■ **Supplied information**:

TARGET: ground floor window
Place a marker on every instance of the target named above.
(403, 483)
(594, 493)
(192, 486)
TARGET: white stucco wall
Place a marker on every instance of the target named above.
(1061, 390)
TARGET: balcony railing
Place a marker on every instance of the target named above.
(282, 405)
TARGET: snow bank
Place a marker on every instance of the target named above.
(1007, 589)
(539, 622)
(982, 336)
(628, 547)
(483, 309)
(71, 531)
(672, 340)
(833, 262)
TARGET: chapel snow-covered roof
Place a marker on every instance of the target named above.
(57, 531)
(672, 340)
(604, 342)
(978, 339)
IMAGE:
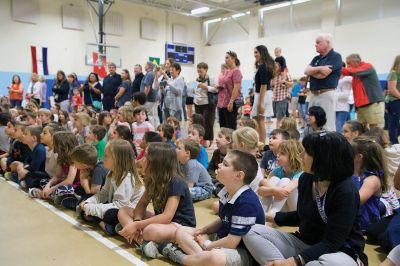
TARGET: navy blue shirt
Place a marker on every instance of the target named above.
(38, 159)
(335, 60)
(239, 213)
(111, 84)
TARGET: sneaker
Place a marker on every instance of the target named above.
(34, 193)
(22, 184)
(173, 253)
(7, 175)
(118, 227)
(150, 249)
(69, 202)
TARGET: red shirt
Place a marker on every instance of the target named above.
(76, 100)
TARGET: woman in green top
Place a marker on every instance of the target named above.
(393, 106)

■ **Given exercise**: Could you express all of the items above as a two-column CSV headed text and answer, with one row per item? Put each item's wording and its answer in their own quoted fields, replace line breaks with spaces, and leave the pictures out.

■ **Correct output**:
text,answer
"TARGET: ground floor window Place a marker on every instance of the target named above.","(403, 483) (594, 493) (192, 486)"
"TARGET: white stucco wall Place a marker on every instance of the target named above.","(1061, 390)"
"TARGET: balcony railing Place a marker on every instance of the target named above.","(282, 405)"
"TARGET: snow bank Place a marker on every instance of the target named above.","(1007, 589) (539, 622) (982, 336) (628, 547) (483, 309) (71, 531) (672, 340) (833, 262)"
"TARGET: chapel snow-covered roof Place a marker on every instance of the target named above.","(57, 531) (672, 340) (604, 342) (978, 339)"
"IMAGE: TARGET: navy blue shirt Place a marker on every instance of the target named above.","(38, 159) (335, 60) (239, 213) (111, 84)"
"TARGET: sneaker Place a marker on every instance of the target named above.","(34, 193) (22, 184) (173, 253) (7, 175) (118, 227) (150, 249) (69, 202)"
"TARGET: red shirt Place a marker on every instance of the target named above.","(76, 100)"
"TARGET: woman in green top Place a marker on every instance of the target named above.","(393, 106)"